*** Excerpted passage ***

Few budgetary targets or estimates are provided in the plan.

Initial lessons learned

The pandemic exposed longstanding challenges facing the NWT that are summarized in the plan under the section titled Initial Lessons Learned.

Noteworthy among those items, the plan calls for building “stronger partnerships with Indigenous governments and organizations, community governments and the non-profit and charitable sector” by creating an external advisory table to strengthen the capacity of the not-for-profit sector and continue to directly engage with Indigenous governments through a multilateral table.

In an appendix section of the plan, the time line for those goals is set at fall 2021, with the establishment of an external advisory table listed as a means of tracking progress.

Broadband infrastructure

The plan urges that more efforts be made to support broadband infrastructure for fast and reliable internet services across the territory, as the pandemic demonstrated the importance of internet access for health and social services, education and business.

“Existing efforts to bridge the digital divide must advance in order to support a sustainable, long-term recovery. It must be recognized that technology is now integral to how the GNWT and residents do business, and reliability and accessibility must be established for all communities,” the document states.

As part of that initiative, the GNWT pledges to continue to seek federal policy changes to ensure applications for investment recognize the NWT’s challenges.

The time line for that is listed as “ongoing” and progress will be shown by lobbying the federal government for policy change.

Vulnerable populations

A section titled Meet the Needs of Vulnerable Populations acknowledges that the pandemic impacted residents’ abilities to meet basic needs and saw an increased reliance on income assistance (IA).

The GNWT plans to improve the IA program to ensure that the types and levels of benefits and income exemptions meet the basic needs of residents by 2023, when the changes to IA will be implemented.

Using NWT-specific information to create an NWT approach to managed alcohol will be ready by September 2021 when the model is expected to be ready.

*** End of Excerpted passage ***
*** Input data ***

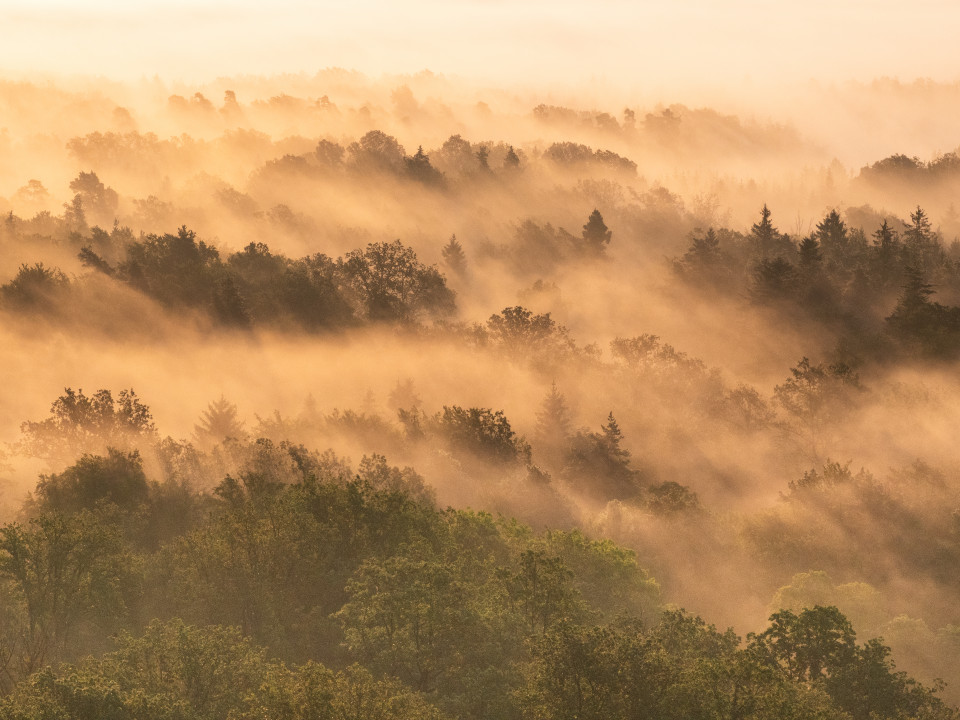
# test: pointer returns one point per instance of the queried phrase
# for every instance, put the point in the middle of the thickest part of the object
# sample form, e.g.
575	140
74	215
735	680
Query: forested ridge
624	451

*** End of Input data ***

- _Directions for this task_: Reproduce the entire passage on the NWT's pandemic recovery plan word for word.

- _Reply to the exercise_:
Few budgetary targets or estimates are provided in the plan.

Initial lessons learned

The pandemic exposed longstanding challenges facing the NWT that are summarized in the plan under the section titled Initial Lessons Learned.

Noteworthy among those items, the plan calls for building “stronger partnerships with Indigenous governments and organizations, community governments and the non-profit and charitable sector” by creating an external advisory table to strengthen the capacity of the not-for-profit sector and continue to directly engage with Indigenous governments through a multilateral table.

In an appendix section of the plan, the time line for those goals is set at fall 2021, with the establishment of an external advisory table listed as a means of tracking progress.

Broadband infrastructure

The plan urges that more efforts be made to support broadband infrastructure for fast and reliable internet services across the territory, as the pandemic demonstrated the importance of internet access for health and social services, education and business.

“Existing efforts to bridge the digital divide must advance in order to support a sustainable, long-term recovery. It must be recognized that technology is now integral to how the GNWT and residents do business, and reliability and accessibility must be established for all communities,” the document states.

As part of that initiative, the GNWT pledges to continue to seek federal policy changes to ensure applications for investment recognize the NWT’s challenges.

The time line for that is listed as “ongoing” and progress will be shown by lobbying the federal government for policy change.

Vulnerable populations

A section titled Meet the Needs of Vulnerable Populations acknowledges that the pandemic impacted residents’ abilities to meet basic needs and saw an increased reliance on income assistance (IA).

The GNWT plans to improve the IA program to ensure that the types and levels of benefits and income exemptions meet the basic needs of residents by 2023, when the changes to IA will be implemented.

Using NWT-specific information to create an NWT approach to managed alcohol will be ready by September 2021 when the model is expected to be ready.